Collected data entries
-=-=-
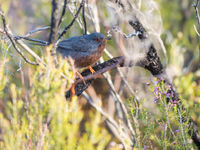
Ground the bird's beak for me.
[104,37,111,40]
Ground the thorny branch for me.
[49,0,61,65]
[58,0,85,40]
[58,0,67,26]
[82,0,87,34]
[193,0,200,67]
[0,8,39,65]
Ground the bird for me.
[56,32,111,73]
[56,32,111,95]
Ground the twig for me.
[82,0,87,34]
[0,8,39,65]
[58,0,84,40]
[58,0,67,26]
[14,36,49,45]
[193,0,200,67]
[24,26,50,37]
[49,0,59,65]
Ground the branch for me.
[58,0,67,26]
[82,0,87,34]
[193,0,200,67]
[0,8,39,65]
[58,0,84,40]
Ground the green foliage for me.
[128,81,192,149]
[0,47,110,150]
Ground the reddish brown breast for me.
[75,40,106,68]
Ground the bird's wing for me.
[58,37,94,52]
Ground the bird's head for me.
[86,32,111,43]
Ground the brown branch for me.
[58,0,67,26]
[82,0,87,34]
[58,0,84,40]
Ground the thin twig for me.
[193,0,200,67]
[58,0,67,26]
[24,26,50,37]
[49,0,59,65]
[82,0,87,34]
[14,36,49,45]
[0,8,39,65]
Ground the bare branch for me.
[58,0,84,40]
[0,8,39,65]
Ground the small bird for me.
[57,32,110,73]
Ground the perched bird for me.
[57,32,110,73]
-=-=-
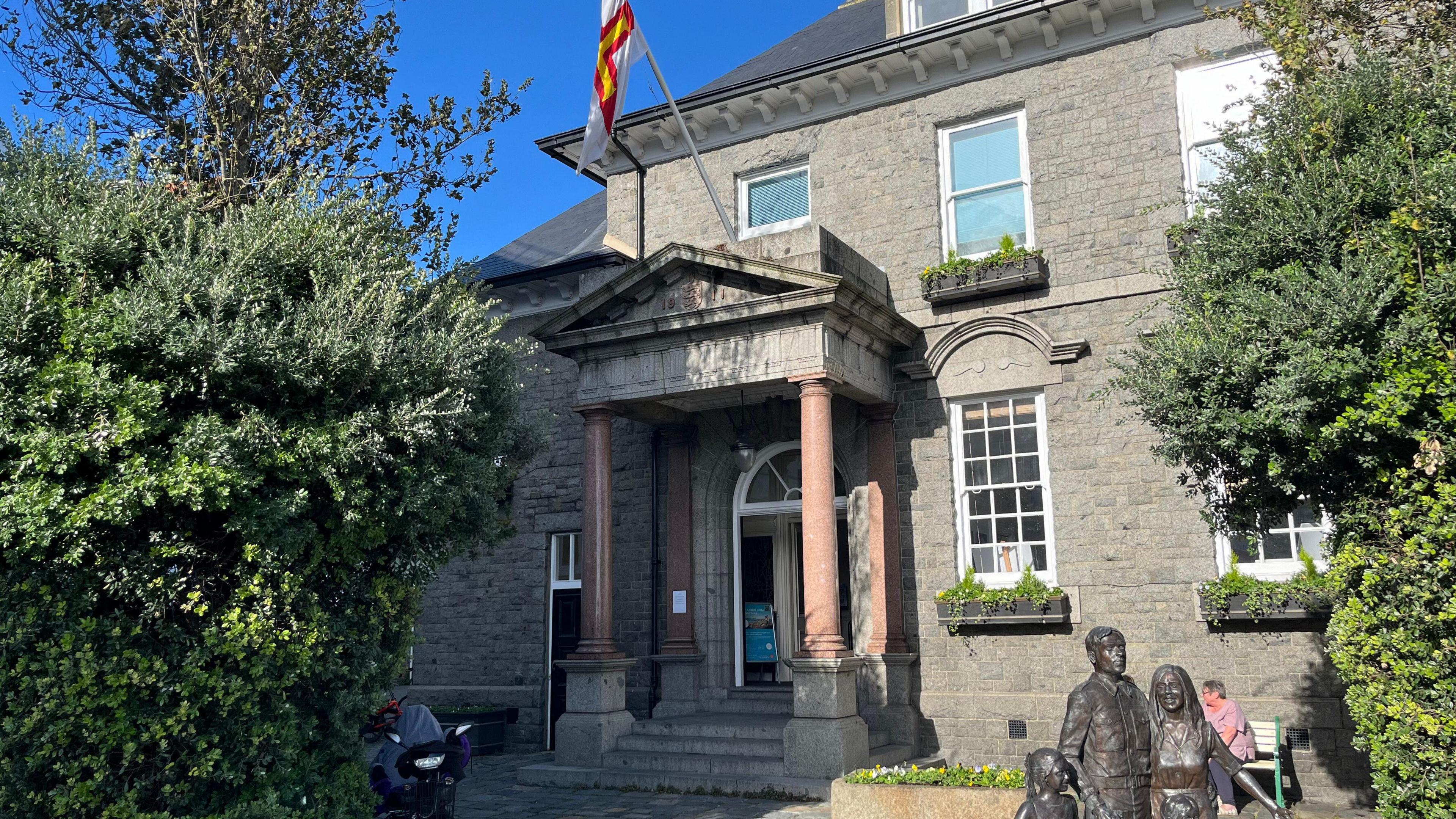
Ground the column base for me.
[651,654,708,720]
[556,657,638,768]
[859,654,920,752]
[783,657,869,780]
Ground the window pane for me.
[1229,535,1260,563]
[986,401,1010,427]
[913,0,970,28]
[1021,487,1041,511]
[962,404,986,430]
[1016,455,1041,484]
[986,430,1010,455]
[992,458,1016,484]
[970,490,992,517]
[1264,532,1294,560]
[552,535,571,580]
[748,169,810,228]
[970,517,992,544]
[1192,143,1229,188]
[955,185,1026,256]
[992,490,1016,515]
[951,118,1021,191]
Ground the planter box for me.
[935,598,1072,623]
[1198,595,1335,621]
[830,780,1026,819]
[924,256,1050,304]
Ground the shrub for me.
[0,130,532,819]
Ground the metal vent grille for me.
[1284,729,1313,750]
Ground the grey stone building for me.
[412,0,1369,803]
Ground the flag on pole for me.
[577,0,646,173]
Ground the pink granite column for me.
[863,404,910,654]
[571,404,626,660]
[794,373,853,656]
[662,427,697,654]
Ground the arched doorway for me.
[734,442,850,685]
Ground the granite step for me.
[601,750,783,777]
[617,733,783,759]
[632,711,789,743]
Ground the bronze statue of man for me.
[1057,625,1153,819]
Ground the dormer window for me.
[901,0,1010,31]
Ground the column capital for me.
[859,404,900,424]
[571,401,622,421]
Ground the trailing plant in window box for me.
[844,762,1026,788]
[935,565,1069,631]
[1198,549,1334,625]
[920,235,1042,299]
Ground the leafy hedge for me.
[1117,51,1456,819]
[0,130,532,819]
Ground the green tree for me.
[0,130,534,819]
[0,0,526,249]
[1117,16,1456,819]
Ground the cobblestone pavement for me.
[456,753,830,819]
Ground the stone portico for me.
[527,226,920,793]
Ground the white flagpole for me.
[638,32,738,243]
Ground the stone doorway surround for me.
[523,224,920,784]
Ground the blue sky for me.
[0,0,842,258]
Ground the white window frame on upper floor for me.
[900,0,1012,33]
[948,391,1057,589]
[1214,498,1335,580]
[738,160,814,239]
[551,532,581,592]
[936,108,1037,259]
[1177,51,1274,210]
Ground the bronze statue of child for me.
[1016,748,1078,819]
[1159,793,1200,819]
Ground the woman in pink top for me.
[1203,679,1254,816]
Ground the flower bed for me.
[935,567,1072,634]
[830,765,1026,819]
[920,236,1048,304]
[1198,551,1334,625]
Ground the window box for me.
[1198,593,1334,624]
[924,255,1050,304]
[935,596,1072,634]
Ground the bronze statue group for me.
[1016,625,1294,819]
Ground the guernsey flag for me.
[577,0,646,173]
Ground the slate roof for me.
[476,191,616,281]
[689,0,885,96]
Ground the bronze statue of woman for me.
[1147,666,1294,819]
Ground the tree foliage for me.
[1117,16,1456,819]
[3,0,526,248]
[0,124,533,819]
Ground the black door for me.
-=-=-
Directions for this task
How many lines in the records above contain the word "pink"? Reply with the number alone.

Result of the exercise
2